### Problem to solve
Reproduce the rows that open with the line containing "Thank you for the photo above. Could you indicate the black" and run through the end of the rows, changing "Target" to "Object" and leaving all else unaltered.

### Material supplied
═══

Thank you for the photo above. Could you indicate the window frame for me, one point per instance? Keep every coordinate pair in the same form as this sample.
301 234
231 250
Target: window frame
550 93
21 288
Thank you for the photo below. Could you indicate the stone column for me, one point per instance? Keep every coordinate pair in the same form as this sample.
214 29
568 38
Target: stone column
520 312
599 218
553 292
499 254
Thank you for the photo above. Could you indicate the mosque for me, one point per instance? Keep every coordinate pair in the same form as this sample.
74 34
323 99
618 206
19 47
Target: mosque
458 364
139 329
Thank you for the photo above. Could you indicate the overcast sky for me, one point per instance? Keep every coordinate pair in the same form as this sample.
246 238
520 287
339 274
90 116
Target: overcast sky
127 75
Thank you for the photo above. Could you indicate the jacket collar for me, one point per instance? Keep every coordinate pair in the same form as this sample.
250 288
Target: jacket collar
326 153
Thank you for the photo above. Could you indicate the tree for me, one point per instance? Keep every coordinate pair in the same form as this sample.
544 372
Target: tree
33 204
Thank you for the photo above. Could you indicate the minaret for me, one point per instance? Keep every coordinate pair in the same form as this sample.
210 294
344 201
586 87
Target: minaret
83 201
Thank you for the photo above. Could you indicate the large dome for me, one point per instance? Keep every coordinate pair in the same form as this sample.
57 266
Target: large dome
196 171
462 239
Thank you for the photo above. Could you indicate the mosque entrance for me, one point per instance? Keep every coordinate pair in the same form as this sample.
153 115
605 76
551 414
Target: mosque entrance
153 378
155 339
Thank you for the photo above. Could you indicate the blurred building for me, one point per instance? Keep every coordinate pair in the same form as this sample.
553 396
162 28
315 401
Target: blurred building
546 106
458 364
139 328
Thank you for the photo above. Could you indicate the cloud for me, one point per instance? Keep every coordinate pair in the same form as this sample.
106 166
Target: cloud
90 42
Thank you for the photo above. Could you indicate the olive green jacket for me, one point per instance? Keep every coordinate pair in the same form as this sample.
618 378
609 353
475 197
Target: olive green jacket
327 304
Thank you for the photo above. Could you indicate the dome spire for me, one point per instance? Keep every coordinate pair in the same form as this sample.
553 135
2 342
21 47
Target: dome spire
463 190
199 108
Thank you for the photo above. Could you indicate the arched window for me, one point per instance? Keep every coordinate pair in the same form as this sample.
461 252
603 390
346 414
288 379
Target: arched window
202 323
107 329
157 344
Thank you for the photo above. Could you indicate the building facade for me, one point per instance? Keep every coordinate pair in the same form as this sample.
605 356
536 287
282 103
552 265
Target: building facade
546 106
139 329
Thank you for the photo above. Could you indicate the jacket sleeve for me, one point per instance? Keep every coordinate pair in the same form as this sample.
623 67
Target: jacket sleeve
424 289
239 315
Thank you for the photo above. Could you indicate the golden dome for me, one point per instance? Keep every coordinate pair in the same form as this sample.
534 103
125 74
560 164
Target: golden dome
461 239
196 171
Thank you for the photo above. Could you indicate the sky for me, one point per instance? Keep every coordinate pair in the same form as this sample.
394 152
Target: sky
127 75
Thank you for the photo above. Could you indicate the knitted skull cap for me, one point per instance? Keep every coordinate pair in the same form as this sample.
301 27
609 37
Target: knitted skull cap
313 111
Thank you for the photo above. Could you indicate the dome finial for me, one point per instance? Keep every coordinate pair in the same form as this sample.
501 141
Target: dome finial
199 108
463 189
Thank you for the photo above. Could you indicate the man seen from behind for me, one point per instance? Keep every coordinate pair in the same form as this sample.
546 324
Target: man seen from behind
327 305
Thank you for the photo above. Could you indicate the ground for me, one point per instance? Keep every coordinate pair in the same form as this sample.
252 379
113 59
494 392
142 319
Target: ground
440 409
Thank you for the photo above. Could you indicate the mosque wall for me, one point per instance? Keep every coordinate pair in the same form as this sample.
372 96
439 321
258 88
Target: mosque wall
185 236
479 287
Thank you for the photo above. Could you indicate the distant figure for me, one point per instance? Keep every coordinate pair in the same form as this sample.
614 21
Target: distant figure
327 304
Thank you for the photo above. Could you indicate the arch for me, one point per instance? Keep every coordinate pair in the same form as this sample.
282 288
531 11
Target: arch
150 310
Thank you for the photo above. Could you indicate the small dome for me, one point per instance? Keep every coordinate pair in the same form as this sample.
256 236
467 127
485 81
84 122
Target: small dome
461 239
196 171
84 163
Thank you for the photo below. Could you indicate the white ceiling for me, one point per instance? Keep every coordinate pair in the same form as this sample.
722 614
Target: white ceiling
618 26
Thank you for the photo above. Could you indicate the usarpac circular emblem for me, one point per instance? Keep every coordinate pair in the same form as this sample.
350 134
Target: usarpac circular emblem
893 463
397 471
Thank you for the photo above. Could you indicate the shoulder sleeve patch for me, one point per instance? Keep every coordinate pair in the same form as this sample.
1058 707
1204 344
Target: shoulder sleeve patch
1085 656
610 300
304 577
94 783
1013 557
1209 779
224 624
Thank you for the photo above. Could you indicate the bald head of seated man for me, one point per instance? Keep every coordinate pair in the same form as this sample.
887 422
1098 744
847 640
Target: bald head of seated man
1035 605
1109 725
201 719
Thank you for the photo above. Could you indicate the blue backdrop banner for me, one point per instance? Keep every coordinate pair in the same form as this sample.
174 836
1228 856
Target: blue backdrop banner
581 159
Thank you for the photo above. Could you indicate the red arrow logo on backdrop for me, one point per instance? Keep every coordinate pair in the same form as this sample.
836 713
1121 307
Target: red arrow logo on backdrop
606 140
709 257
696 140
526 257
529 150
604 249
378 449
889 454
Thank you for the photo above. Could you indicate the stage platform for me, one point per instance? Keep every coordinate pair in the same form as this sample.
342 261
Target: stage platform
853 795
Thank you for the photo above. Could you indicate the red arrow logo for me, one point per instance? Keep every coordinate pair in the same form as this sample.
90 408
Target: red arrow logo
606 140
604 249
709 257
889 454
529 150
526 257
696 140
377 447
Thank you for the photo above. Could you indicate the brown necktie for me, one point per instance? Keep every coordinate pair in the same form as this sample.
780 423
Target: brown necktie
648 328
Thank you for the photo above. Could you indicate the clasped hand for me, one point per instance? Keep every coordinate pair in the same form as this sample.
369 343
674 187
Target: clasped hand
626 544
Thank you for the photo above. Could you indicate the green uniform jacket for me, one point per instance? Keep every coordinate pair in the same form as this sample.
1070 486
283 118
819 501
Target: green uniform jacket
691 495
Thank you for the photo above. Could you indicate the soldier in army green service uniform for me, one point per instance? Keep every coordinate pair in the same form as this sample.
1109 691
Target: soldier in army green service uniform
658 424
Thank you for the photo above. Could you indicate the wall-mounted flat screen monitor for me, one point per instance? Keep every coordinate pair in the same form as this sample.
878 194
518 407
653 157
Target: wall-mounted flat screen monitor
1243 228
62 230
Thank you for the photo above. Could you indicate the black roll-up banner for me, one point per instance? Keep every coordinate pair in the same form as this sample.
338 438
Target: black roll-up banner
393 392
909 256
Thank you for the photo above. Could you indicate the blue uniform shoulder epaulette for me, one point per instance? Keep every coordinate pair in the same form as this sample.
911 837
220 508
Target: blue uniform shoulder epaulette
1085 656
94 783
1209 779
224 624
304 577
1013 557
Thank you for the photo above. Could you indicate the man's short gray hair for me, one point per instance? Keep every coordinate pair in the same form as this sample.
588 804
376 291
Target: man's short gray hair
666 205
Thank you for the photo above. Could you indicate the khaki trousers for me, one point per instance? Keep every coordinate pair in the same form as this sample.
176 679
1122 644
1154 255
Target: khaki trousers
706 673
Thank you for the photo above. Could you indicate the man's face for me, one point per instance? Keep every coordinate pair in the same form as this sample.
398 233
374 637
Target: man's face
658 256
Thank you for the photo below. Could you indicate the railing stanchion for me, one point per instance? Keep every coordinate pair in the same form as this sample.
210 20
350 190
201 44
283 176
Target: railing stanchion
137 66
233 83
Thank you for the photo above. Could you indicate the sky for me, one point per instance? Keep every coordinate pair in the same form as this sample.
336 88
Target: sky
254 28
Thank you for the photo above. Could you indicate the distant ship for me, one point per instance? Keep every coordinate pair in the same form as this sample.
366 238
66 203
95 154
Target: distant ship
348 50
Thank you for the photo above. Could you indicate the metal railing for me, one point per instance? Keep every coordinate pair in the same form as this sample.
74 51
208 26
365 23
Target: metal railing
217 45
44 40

═══

### Full output
Thank you for the photo above. Could you indicate the black roll-up banner for me, one point per instance? Keep every coordinate pair in the same form as this sample.
338 438
Object: black roll-up banner
393 392
909 256
Thank you for the photo above. Could you indicate the blue uniform shoulder epaulette for me, one point per instance? Keep every coordinate pair in the same form as this sample.
911 837
220 508
Object: blue uniform shoulder epaulette
1085 656
94 783
1209 779
224 624
304 577
1013 557
Thank you for the photo above. Could you indicate the man's short gray hair for me, one point per instance? Keep every coordinate pair in the same form as this sample.
588 804
376 291
Object: man's short gray hair
666 205
Thank you for the photo above. Could you indicate the khaki trousers for me, one point per instance? Keep every coordinate pair in the same form as this sample.
176 679
1122 644
1154 255
Object: khaki trousers
706 673
Thank you for the photo above. Could you indicate the man's face for me, one point per instance? Keep every coordinate pair in the same form as this sample.
398 233
374 637
Object: man's face
658 256
Thank you for the photo below. Could you indicate the railing stanchion for me, one point per instance? Keep every coordinate pair in the same form as this sample.
210 20
350 190
201 44
283 176
Object: railing stanchion
137 66
233 83
Thank you for the photo above. Could you indicate the sky for me, one point per instance? Keep every coordinate pair in the same form as this sample.
336 88
Object: sky
254 28
Thank you for the photo above. Could you indicate the distant ship for me, one point per instance? Keep every coordinate pair in the same form as this sample.
366 238
66 203
95 154
Object: distant ship
348 50
Thank you for the photo above. Could you indicate the metal railing for me, one point per instance? Keep every coordinate pair in the same form as this sample.
74 51
208 26
365 23
Object: metal railing
217 45
44 40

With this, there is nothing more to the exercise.